## What the task asks
Return the first line of the listing below and all the lines after it through the one containing "111H89L70 186L121 185L118", exactly, without pictures.

• • • •

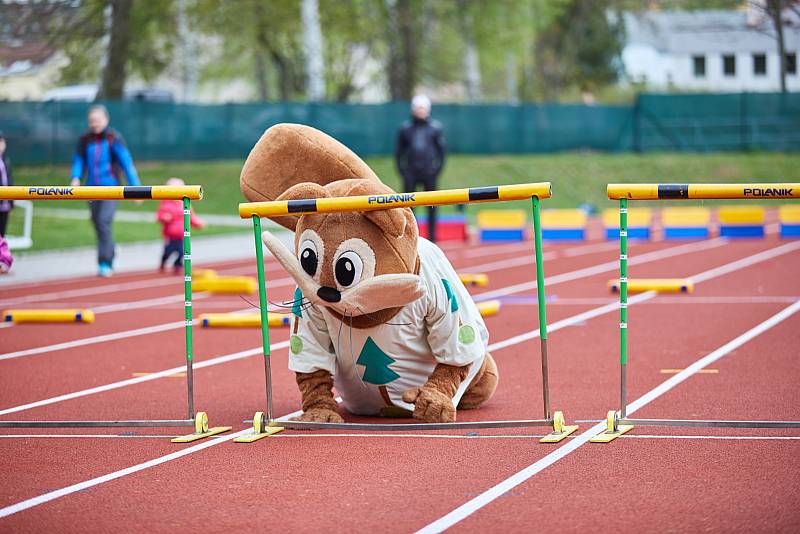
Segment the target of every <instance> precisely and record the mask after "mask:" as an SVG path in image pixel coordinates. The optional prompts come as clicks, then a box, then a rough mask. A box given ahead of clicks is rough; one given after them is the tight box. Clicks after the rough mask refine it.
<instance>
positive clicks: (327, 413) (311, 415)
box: [291, 408, 344, 423]
mask: <svg viewBox="0 0 800 534" xmlns="http://www.w3.org/2000/svg"><path fill="white" fill-rule="evenodd" d="M291 420H292V421H308V422H311V423H344V419H342V416H341V415H339V414H338V413H336V412H334V411H333V410H329V409H327V408H311V409H310V410H308V411H307V412H303V415H301V416H299V417H292V419H291Z"/></svg>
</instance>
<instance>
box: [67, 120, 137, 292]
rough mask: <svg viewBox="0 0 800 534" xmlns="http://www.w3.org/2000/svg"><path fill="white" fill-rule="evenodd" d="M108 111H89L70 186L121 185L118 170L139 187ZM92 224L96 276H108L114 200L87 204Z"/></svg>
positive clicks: (129, 163)
mask: <svg viewBox="0 0 800 534" xmlns="http://www.w3.org/2000/svg"><path fill="white" fill-rule="evenodd" d="M108 121H109V117H108V111H107V110H106V108H105V107H104V106H92V107H91V108H89V115H88V122H89V130H88V131H87V132H86V133H85V134H83V135H82V136H81V138H80V141H78V149H77V150H76V152H75V158H74V159H73V161H72V185H73V186H78V185H81V179H82V178H83V177H84V176H86V181H85V184H84V185H95V186H97V185H120V182H119V171H120V169H122V171H124V172H125V178H126V180H127V182H128V185H139V176H138V174H137V173H136V168H135V167H134V166H133V159H132V158H131V154H130V152H128V148H127V147H126V146H125V141H124V140H123V139H122V136H121V135H120V134H119V133H117V132H116V131H115V130H113V129H112V128H109V127H108ZM89 206H90V208H91V210H92V223H93V224H94V229H95V232H96V233H97V263H98V265H99V267H98V274H99V275H100V276H103V277H108V276H111V273H112V267H113V264H114V235H113V233H112V225H113V223H114V212H115V211H116V210H117V201H116V200H94V201H92V202H90V203H89Z"/></svg>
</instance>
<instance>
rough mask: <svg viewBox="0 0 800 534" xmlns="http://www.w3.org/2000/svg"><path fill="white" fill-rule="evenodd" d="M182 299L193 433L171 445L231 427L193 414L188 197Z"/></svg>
mask: <svg viewBox="0 0 800 534" xmlns="http://www.w3.org/2000/svg"><path fill="white" fill-rule="evenodd" d="M183 298H184V312H185V313H184V319H185V320H186V394H187V397H188V405H189V420H190V421H192V422H193V423H194V433H192V434H187V435H185V436H178V437H176V438H173V439H172V442H173V443H190V442H192V441H197V440H198V439H203V438H207V437H209V436H214V435H216V434H221V433H223V432H227V431H228V430H230V429H231V428H232V427H229V426H217V427H214V428H208V414H206V412H197V413H196V414H195V413H194V372H193V371H194V356H193V352H194V345H193V341H192V327H193V322H194V319H193V312H192V204H191V200H189V198H188V197H183Z"/></svg>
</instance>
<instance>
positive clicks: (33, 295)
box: [0, 262, 277, 308]
mask: <svg viewBox="0 0 800 534" xmlns="http://www.w3.org/2000/svg"><path fill="white" fill-rule="evenodd" d="M276 265H277V262H276ZM202 268H203V267H198V266H195V269H202ZM239 269H241V267H229V268H226V269H220V270H218V274H222V275H225V274H229V273H230V272H234V271H238V270H239ZM67 281H68V280H67ZM61 283H64V282H61ZM180 284H182V279H181V278H180V277H177V278H176V277H174V276H171V275H169V276H164V277H161V278H151V279H147V280H136V281H134V282H123V283H119V282H117V283H113V282H112V283H108V284H104V285H101V286H90V287H82V288H78V289H67V290H64V291H51V292H49V293H37V294H34V295H25V296H24V297H14V298H10V299H5V300H0V306H2V307H4V308H7V307H9V306H16V305H17V304H25V303H30V302H48V301H53V300H56V301H58V300H62V299H69V298H74V297H84V296H89V295H101V294H104V293H118V292H123V291H134V290H137V289H149V288H152V287H160V286H168V285H175V287H179V286H180ZM9 289H16V288H9Z"/></svg>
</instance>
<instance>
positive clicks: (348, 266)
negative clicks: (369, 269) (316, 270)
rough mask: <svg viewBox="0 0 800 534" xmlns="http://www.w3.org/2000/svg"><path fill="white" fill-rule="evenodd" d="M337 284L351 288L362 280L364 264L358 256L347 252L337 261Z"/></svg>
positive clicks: (336, 269)
mask: <svg viewBox="0 0 800 534" xmlns="http://www.w3.org/2000/svg"><path fill="white" fill-rule="evenodd" d="M334 268H335V271H336V282H338V284H339V285H340V286H342V287H350V286H351V285H355V284H357V283H358V282H359V281H360V280H361V273H362V272H363V270H364V263H363V262H362V261H361V258H360V257H359V255H358V254H356V253H355V252H353V251H347V252H345V253H344V254H342V255H341V256H339V259H338V260H336V266H335V267H334Z"/></svg>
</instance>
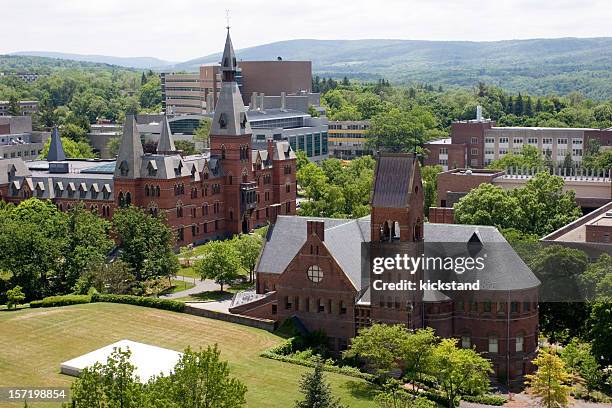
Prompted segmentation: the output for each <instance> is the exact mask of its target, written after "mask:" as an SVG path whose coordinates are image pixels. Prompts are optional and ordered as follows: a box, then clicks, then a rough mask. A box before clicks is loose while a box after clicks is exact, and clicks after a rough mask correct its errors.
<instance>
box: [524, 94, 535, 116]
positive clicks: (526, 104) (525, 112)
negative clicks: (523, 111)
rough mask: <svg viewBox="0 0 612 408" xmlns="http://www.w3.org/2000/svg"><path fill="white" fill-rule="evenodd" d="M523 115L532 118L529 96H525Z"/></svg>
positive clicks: (532, 108)
mask: <svg viewBox="0 0 612 408" xmlns="http://www.w3.org/2000/svg"><path fill="white" fill-rule="evenodd" d="M525 115H527V116H533V105H532V103H531V96H527V103H526V105H525Z"/></svg>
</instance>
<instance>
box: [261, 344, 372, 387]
mask: <svg viewBox="0 0 612 408" xmlns="http://www.w3.org/2000/svg"><path fill="white" fill-rule="evenodd" d="M281 345H282V344H281ZM277 347H279V346H277ZM272 350H274V349H271V350H268V351H264V352H263V353H261V354H260V355H259V356H260V357H265V358H269V359H271V360H276V361H282V362H284V363H291V364H297V365H301V366H304V367H311V368H313V367H314V366H315V365H316V363H315V362H313V361H311V360H300V359H298V358H295V357H292V356H285V355H282V354H276V353H273V352H272ZM323 371H329V372H330V373H336V374H343V375H348V376H350V377H355V378H361V379H364V380H367V381H372V380H373V379H374V376H373V375H372V374H367V373H362V372H361V371H359V370H358V369H357V368H355V367H348V366H344V367H338V366H334V365H330V364H324V365H323Z"/></svg>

• • • •

## Exercise answer
Segment the target of every <instance> precisely and record the mask after "mask:" as an SVG path in image pixel coordinates. The optional prompts come as clicks, then a box, then a rough mask. A box given ahead of clicks is rough; one given after them is the tight box. Clicks after the rough mask refine it.
<instance>
positive clicks: (327, 413) (311, 415)
box: [291, 408, 344, 423]
mask: <svg viewBox="0 0 800 534" xmlns="http://www.w3.org/2000/svg"><path fill="white" fill-rule="evenodd" d="M291 420H292V421H308V422H311V423H344V419H342V416H341V415H339V414H338V413H336V412H334V411H333V410H329V409H327V408H311V409H310V410H308V411H307V412H303V415H301V416H299V417H292V419H291Z"/></svg>
</instance>
<instance>
box: [67, 120, 137, 292]
rough mask: <svg viewBox="0 0 800 534" xmlns="http://www.w3.org/2000/svg"><path fill="white" fill-rule="evenodd" d="M108 111H89L70 186L121 185L118 170L139 187ZM92 224L96 276H108L114 200L87 204Z"/></svg>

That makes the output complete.